## Given task
Rewrite the records starting at the line containing "the bridge support" and ending at the last line of the records, keeping every line but adjusting each x and y point coordinate by -46.

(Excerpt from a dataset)
● ● ● ●
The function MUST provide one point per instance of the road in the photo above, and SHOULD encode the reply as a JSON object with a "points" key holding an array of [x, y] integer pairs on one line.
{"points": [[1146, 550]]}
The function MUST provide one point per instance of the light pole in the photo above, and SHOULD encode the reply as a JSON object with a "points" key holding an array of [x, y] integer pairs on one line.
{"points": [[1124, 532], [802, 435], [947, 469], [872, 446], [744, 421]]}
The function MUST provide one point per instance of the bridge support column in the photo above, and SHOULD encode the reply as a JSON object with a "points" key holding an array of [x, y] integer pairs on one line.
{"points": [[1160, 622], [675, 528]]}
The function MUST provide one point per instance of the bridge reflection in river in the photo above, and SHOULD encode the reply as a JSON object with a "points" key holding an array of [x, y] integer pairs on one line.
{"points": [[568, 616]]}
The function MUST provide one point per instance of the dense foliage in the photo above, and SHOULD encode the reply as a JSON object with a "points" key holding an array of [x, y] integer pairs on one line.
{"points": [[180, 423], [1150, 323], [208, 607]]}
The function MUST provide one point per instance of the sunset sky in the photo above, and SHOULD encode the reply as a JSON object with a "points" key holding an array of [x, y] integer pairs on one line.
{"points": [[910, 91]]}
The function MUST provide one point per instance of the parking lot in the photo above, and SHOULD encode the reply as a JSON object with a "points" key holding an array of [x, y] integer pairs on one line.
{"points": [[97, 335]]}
● ● ● ●
## Correct answer
The function MUST provide one point per instance of the bridge support column in the photo above, and SHOULD encode the reply as a JSON object with a "points" key holding an array of [x, y] integer pairs on one line.
{"points": [[1114, 576], [629, 482]]}
The function MUST provide one point per instance of the bridge reflection in river in the photo above, and SHOULD encode the reply as a JSON object with a "points" key holding an array of [x, y] integer pairs on one line.
{"points": [[522, 570]]}
The function MUST provide one point per instance of the dense foliage in the photo above, and SHOULD encode the reply as a JSON object with a "points" key holding an array of [x, y] integer pairs on one line.
{"points": [[134, 377], [1104, 277], [162, 561]]}
The function MUST provide one point per instance of the sunset sky in the photo above, and SHOULD encode the reply as a JSON object with a "points" key holding an array of [x, y] integer pairs on one line.
{"points": [[864, 45]]}
The function MUST provide one point per instance of the parking lot in the photo above, and SHOULD encode the reply as a JSON object with a "points" key holding an array of [x, y] integer pairs on one line.
{"points": [[51, 289]]}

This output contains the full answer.